> [PROVIDED TEXT]:
────────────────

Personality wise I like really weird funny people. Not annoying, loud ones, but quiet people that act really strangely sometimes. I like people that can make me laugh. I like people with a certain complexity, though. So not just funny and weird, because after awhile those traits start to annoy me if someone is just joking all the time about everything. I like quiet, artistic, creative people. Like my boyfriend and I used to spend all night recording ourselves playing guitar, or share poems and stories we had written.

 

I like them to share interests with me, but not be my clone. I like to be able to show them new things that I like, and have them do the same. Like I've shared a lot of music with my boyfriend. A lot. And he has too, and I've gotten into some genres of music and some artists I'd never listened to before because of it. I mostly listen to metal, he listens to punk and psychedelic music from the 70's haha.

────────────────

> [WHAT THE TASK ASKS]:
Carry on the passage about the kinds of people the writer is drawn to, picking up right after its last sentence.

────────────────

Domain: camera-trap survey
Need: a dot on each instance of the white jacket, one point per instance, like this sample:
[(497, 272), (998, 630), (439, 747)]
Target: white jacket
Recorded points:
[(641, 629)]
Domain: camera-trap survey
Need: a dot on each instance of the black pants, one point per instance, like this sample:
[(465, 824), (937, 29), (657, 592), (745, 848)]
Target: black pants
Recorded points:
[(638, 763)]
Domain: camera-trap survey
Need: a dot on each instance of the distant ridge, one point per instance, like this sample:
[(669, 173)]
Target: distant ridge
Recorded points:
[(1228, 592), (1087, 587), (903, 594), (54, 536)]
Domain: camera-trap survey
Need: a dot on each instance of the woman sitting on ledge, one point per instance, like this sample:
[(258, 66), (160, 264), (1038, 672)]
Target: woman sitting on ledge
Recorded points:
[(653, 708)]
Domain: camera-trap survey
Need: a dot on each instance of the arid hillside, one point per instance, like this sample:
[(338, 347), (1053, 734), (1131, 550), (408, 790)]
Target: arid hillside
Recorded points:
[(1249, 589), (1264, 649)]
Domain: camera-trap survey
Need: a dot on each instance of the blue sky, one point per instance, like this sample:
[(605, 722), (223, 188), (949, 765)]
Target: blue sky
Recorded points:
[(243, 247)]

────────────────

> [ANSWER TO THIS EXERCISE]:
Beliefs.... I like them to share some beliefs like moral beliefs and stuff, but again, not be a clone. I think that being a little different in terms of stuff like that would be desirable because it's give sometime to have intelligent conversations about. As long as they're chill and not hostile about it, sometimes a bit of healthy debate is alright and opens you to new ideas I guess. I don't really care about religion as long as no one tries to convert me.

 

Appearance. I mostly like guys of the short and skinny variety because I'm short and skinny and I don't like feeling small. My boyfriend's 5'5" and I'm 5'0". We are short. I like guys with long-ish hair, don't really care about color but prefer it to be dark brownish. Nice facial structure helps. Dressed nicely. I hate it when people wear certain clothes (v-necks, wifebeaters, sandals, basketball shorts, shorts with high socks and those ugly flip flop sandal things, brightly colored clothes, ugh) and I don't think I'd like to date someone that wears ugly clothes. I know it's shallow haha, but I mentally associate people that dress like that with a certain personality type for some reason. Hygiene helps, but if someone has greasy hair or bad skin or something I won't blame them for it.

That's it really.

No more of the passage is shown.